• _ACTION ITEM_:
I would like each line of the data that holds the word "window" copied out.

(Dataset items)
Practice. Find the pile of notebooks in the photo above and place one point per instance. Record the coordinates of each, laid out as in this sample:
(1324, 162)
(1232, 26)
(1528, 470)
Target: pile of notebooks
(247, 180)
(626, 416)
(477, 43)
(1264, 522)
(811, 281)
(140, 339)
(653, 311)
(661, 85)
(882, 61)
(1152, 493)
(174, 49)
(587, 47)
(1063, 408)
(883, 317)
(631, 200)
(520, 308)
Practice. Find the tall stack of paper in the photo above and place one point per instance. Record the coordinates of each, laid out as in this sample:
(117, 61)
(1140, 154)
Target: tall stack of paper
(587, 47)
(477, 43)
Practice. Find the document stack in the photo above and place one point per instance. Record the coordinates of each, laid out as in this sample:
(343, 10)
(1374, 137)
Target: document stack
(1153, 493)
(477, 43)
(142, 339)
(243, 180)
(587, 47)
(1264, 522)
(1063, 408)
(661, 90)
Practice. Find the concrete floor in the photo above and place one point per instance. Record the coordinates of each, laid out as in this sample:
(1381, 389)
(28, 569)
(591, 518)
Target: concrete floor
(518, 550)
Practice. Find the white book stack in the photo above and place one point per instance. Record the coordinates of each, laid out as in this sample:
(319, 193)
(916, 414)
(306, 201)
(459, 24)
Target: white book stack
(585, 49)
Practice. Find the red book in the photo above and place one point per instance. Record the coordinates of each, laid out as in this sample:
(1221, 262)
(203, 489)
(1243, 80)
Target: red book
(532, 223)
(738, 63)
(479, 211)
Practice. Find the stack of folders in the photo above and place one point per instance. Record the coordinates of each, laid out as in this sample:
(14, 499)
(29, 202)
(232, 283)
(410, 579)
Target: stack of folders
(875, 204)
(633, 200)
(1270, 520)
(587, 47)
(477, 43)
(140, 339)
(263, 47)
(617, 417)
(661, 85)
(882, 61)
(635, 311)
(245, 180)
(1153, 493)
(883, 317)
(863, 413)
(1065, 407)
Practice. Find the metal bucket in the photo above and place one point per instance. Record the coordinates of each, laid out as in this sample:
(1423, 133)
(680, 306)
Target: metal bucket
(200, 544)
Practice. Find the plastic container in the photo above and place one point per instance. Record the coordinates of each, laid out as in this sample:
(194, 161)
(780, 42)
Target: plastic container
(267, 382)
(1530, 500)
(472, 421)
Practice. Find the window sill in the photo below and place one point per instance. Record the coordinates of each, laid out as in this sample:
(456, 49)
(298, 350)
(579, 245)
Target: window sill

• _EXERCISE RESULT_:
Practice. Find the window sill in the photo below and place one point per instance. Record the coordinates of each, laid out as in this sample:
Target: window sill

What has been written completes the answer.